## What the task asks
For the word "before", state how many lines below contain it. Give no other text.

[Source data]

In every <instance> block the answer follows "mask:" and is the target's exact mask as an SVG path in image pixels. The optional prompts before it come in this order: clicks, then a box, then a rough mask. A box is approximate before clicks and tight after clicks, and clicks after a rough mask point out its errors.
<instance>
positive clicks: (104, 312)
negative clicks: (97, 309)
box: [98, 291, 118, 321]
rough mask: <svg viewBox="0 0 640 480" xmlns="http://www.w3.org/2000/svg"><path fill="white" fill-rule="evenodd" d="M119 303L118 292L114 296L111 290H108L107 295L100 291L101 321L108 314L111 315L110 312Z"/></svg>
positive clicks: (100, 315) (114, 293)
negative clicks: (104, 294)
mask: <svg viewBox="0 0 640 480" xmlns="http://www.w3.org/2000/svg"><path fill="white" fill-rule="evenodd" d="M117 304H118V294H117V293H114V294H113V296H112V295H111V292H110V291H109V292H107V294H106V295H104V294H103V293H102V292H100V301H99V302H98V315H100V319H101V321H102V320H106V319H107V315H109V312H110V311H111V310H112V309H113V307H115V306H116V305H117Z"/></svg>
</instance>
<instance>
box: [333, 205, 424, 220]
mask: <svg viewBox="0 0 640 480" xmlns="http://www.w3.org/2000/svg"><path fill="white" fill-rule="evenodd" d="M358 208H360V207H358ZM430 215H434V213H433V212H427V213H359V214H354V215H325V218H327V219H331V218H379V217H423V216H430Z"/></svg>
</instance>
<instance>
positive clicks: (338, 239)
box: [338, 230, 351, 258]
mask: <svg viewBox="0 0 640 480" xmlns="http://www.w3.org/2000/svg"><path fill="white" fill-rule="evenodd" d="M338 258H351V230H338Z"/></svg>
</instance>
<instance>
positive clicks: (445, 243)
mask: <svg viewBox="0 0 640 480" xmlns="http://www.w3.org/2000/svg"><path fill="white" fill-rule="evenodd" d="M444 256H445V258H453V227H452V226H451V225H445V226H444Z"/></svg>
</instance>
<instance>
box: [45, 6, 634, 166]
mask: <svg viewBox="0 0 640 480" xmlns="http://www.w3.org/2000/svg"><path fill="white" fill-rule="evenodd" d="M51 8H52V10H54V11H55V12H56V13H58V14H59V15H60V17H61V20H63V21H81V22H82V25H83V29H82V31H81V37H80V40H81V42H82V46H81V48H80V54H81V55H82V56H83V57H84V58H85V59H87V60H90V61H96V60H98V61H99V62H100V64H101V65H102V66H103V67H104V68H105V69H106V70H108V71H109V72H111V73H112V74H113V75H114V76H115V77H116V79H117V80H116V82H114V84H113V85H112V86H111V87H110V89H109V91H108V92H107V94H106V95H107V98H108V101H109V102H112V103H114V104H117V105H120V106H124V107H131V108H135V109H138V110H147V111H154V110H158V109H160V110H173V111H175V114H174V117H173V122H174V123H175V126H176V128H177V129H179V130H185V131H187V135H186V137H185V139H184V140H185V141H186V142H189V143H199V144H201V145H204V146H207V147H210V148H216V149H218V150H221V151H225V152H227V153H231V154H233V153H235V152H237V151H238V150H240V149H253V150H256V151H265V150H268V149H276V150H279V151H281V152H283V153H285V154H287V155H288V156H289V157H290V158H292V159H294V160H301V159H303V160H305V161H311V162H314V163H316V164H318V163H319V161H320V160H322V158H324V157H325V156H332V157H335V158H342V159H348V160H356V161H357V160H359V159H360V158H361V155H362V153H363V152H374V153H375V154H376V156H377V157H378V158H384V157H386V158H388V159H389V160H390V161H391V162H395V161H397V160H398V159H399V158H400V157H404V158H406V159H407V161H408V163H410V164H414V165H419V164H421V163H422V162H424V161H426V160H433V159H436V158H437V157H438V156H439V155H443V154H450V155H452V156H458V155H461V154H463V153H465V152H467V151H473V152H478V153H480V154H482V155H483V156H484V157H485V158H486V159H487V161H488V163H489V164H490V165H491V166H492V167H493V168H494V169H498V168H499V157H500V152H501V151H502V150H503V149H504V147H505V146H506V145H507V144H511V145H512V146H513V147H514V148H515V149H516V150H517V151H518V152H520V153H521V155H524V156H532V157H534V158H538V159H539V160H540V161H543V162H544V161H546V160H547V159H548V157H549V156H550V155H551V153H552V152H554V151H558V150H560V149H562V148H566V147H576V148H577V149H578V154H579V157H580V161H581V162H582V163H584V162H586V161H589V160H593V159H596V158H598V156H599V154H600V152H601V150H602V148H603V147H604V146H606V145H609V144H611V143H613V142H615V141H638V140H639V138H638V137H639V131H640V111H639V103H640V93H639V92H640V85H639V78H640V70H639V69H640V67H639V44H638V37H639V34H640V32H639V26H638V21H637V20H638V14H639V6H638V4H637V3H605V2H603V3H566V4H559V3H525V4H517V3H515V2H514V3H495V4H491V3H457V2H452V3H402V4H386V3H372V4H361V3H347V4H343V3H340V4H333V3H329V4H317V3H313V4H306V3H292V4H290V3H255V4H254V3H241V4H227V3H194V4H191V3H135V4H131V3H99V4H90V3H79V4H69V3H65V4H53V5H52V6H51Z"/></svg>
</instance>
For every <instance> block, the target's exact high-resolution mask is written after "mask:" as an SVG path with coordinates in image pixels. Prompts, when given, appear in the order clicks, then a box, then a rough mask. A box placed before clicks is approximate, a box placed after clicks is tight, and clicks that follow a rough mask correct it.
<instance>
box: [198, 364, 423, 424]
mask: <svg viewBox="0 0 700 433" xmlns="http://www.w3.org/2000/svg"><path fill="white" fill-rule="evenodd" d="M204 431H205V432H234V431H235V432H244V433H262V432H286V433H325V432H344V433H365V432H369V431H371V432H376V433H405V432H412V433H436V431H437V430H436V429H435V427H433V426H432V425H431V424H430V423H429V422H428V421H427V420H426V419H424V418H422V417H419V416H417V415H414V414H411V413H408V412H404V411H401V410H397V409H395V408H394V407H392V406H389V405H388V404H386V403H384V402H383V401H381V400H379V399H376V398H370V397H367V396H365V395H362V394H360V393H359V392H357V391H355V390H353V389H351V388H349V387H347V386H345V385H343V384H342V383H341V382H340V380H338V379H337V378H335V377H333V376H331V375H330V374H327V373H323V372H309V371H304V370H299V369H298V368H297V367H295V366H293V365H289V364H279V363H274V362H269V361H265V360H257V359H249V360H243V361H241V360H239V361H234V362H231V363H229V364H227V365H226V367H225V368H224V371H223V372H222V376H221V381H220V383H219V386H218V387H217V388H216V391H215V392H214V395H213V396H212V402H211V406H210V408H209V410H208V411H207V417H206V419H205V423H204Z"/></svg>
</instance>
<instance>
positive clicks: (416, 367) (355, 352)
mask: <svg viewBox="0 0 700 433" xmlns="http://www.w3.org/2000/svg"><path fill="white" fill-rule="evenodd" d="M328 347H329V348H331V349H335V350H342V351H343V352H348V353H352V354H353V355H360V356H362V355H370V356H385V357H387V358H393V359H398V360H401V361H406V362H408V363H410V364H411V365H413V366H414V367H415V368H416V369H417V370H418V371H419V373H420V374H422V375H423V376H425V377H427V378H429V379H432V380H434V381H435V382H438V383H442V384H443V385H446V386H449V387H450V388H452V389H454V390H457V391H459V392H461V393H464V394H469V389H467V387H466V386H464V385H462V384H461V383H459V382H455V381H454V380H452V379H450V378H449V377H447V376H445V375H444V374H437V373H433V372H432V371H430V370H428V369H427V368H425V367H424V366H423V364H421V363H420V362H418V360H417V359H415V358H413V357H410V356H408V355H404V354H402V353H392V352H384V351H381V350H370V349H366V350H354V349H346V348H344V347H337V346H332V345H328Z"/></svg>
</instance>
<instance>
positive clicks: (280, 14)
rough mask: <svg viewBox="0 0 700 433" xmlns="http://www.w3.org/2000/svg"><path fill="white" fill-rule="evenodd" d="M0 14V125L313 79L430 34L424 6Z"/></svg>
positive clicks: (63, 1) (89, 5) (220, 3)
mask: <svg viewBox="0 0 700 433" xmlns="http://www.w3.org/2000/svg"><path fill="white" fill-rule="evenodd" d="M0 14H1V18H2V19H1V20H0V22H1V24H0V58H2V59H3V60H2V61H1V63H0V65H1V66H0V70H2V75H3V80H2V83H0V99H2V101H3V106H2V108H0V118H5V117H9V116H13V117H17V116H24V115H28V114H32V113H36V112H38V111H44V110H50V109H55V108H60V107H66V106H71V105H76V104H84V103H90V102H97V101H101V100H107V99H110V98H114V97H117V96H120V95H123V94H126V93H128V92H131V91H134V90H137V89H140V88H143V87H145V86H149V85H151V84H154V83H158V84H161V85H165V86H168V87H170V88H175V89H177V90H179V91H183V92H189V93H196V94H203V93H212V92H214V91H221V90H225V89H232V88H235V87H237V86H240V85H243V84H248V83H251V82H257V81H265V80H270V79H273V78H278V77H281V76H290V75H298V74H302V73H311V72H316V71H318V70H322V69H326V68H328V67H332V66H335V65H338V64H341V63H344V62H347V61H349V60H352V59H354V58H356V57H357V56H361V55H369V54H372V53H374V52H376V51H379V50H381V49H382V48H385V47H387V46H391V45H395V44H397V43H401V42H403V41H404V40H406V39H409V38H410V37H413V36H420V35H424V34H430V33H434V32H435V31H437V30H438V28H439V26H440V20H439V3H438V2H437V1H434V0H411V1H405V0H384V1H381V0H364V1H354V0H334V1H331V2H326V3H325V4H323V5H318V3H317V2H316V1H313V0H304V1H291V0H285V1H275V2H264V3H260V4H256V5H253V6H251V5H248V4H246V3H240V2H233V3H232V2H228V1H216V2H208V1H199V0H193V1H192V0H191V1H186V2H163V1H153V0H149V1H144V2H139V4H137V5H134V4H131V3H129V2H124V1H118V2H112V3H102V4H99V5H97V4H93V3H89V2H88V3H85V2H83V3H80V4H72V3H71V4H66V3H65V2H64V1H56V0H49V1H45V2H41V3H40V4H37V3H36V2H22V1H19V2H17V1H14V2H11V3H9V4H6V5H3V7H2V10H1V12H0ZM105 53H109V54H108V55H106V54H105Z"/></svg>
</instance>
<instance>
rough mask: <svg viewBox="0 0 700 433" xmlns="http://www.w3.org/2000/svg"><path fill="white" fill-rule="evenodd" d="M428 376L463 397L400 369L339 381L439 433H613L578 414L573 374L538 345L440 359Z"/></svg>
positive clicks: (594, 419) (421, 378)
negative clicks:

## Final answer
2